Problem requirements
Copy out the material below, changing every "rough mask" to "coarse mask" and leaving everything else as it is.

Supplied information
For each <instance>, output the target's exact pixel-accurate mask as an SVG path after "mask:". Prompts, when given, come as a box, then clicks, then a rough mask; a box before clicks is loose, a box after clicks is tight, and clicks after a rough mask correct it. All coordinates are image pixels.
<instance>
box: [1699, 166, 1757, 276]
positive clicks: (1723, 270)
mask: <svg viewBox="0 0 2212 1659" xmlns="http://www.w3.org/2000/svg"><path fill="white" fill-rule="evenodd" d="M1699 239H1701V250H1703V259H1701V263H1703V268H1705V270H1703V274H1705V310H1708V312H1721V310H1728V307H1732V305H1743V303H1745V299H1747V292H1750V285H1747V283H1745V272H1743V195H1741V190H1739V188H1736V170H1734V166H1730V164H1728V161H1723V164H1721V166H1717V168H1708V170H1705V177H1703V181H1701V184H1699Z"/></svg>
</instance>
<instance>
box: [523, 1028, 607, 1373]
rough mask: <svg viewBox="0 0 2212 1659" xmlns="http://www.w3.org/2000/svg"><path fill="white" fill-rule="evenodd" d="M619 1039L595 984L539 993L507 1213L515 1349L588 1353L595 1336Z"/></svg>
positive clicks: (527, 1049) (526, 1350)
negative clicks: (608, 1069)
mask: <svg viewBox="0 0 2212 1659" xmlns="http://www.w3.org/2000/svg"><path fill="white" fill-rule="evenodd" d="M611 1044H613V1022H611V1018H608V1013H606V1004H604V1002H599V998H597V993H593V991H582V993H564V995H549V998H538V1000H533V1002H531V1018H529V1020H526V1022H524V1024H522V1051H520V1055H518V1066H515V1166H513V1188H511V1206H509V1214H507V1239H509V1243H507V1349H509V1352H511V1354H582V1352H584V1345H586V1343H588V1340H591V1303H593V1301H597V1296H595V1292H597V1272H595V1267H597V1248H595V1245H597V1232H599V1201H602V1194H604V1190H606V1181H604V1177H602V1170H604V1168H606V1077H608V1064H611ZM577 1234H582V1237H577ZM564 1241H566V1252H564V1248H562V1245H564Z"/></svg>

Answer below
For each <instance>, output the target's exact pixel-accurate mask as an SVG path after "mask:". Prompts, when given, come as a box, then clicks, then a coarse mask; a box before clicks is loose, a box after clicks is tight, and clicks after a coarse mask correct it. All coordinates are image pixels.
<instance>
box: [1699, 166, 1757, 276]
positive clicks: (1723, 270)
mask: <svg viewBox="0 0 2212 1659" xmlns="http://www.w3.org/2000/svg"><path fill="white" fill-rule="evenodd" d="M1699 239H1701V250H1703V259H1701V263H1703V268H1705V270H1703V274H1705V310H1708V312H1721V310H1728V307H1732V305H1743V303H1745V299H1747V292H1750V285H1747V283H1745V272H1743V195H1741V190H1739V188H1736V170H1734V166H1730V164H1728V161H1723V164H1721V166H1717V168H1708V170H1705V177H1703V181H1701V184H1699Z"/></svg>
</instance>
<instance>
box: [523, 1028, 607, 1373]
coarse mask: <svg viewBox="0 0 2212 1659" xmlns="http://www.w3.org/2000/svg"><path fill="white" fill-rule="evenodd" d="M619 1039L595 984L539 993L507 1213L515 1349L588 1353L595 1336Z"/></svg>
positive clicks: (527, 1049) (526, 1350)
negative clicks: (608, 1069)
mask: <svg viewBox="0 0 2212 1659" xmlns="http://www.w3.org/2000/svg"><path fill="white" fill-rule="evenodd" d="M611 1044H613V1022H611V1018H608V1013H606V1004H604V1002H599V998H597V993H593V991H582V993H564V995H549V998H538V1000H533V1002H531V1018H529V1020H526V1022H524V1024H522V1051H520V1055H518V1066H515V1166H513V1188H511V1206H509V1214H507V1239H509V1243H507V1349H509V1352H511V1354H582V1352H584V1345H586V1343H588V1340H591V1303H593V1301H597V1296H595V1292H597V1272H595V1267H597V1248H595V1245H597V1232H599V1201H602V1194H604V1190H606V1181H604V1177H602V1170H604V1168H606V1077H608V1064H611ZM577 1234H582V1237H577ZM564 1241H566V1252H564V1248H562V1245H564Z"/></svg>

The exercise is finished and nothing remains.